#### [Tarefa escrita A]
Qual é o índice de desemprego de Portugal informado no documento?

#### [Documento]
· · ·

É estranho que alguns economistas defendam que, para controlar a inflação, o desemprego deva ser maior
Steinbruch é diretor-presidente da CSN e primeiro-vice-presidente da Fiesp
Jim O’Neill, o economista britânico sempre festejado por ter sido o criador, em 2001, do acrônimo Bric, esteve no Brasil há duas semanas e deu uma bronca em alguns colegas brasileiros. “Em nenhum outro lugar eu ouviria economistas reclamando de que o desemprego está baixo demais. Esse é o tipo de problema que qualquer ministro de Finanças europeu reza para ter”, afirmou.
O’Neill, que participou de um congresso sobre mercados financeiros em Campos do Jordão, merece aplausos. O Brasil deveria agradecer muito por ter atravessado os cinco anos de crise global sem aumento de desemprego. Nada é mais dramático para uma sociedade do que a falta de postos de trabalho, que traz desesperança aos chefes de família e desestrutura a sociedade.
É o que se vê hoje em alguns países europeus. Espanha e Grécia, por exemplo, têm índices de desemprego que atingem 26% a 27% da população economicamente ativa. Mais de 50% dos jovens desses países estão sem trabalho e não têm como iniciar sua vida profissional.
Portugal também tem índice alto, de 16,5%. Felizmente, alguns países europeus, como a Alemanha e a Noruega, ainda mantêm uma taxa de desemprego inferior a 6%.
É sem dúvida estranho que alguns economistas brasileiros venham defendendo a ideia de que, para controlar a inflação, o País deveria conviver com uma taxa de desemprego mais alta do que os atuais 5,6%, além de elevar a taxa de juros.
Uma das constatações mais significativas das megamanifestações de junho foi a inexistência total de cartazes com referência a emprego ou desemprego, em gritante contraste com o que se vê nas ruas de grandes cidades europeias, onde essas questões estão sempre em destaque.

· · ·

#### [Tarefa escrita B]
Calcule quantas linhas das entradas contêm a palavra "dark", diferenciando maiúsculas de minúsculas, e responda apenas com esse número.

· · ·

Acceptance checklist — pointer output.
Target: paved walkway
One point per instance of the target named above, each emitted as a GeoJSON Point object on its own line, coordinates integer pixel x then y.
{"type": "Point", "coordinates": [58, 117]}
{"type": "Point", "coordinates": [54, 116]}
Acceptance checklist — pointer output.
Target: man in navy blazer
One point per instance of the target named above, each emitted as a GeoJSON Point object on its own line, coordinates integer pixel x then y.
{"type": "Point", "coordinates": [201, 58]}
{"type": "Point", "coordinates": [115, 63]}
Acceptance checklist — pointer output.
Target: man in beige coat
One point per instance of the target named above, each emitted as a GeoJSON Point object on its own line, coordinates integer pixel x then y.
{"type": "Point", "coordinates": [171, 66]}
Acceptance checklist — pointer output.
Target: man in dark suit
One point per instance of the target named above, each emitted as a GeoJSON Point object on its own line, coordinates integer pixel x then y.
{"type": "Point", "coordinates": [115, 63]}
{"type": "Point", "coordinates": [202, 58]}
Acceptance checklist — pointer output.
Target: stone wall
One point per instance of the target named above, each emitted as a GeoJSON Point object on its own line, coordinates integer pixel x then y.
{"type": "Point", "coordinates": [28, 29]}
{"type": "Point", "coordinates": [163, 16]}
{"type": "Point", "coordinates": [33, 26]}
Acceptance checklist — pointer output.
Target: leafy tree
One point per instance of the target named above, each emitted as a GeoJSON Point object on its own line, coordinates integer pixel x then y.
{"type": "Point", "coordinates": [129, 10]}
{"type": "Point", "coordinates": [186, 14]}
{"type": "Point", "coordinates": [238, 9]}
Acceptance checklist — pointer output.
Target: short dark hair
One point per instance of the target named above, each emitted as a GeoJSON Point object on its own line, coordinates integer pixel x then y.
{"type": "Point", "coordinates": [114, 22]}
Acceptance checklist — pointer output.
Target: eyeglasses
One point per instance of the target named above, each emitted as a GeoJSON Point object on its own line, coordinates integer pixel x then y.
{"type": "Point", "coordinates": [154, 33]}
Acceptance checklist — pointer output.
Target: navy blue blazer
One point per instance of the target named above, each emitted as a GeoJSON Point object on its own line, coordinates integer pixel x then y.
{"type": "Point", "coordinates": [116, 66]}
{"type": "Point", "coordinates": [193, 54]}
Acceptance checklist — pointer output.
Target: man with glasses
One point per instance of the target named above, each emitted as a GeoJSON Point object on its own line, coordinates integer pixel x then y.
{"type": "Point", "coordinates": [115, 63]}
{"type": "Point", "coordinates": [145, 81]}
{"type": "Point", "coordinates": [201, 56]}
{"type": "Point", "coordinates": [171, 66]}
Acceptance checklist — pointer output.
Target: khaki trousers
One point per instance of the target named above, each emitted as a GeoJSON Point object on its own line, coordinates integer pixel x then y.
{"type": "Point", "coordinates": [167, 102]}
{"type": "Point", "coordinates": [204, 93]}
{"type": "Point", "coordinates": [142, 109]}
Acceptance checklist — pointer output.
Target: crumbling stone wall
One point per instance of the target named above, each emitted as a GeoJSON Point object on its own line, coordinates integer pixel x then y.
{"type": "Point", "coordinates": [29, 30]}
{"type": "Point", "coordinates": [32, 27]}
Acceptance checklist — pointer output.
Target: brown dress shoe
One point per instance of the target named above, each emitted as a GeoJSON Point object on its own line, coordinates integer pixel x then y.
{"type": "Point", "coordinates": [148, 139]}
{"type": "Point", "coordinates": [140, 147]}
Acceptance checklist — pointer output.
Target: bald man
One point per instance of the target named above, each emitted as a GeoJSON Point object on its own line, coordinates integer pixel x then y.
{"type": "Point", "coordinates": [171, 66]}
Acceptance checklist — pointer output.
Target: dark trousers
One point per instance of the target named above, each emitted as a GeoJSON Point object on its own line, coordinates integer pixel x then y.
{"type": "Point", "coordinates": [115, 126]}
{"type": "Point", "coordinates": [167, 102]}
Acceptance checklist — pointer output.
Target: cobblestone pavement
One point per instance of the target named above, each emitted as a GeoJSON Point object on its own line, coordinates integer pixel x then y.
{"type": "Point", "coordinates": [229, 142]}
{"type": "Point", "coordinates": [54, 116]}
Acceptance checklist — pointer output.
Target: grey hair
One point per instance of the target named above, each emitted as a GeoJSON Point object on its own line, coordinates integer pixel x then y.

· · ·

#### [Resultado da tarefa A]
16,5%.

#### [Resultado da tarefa B]
3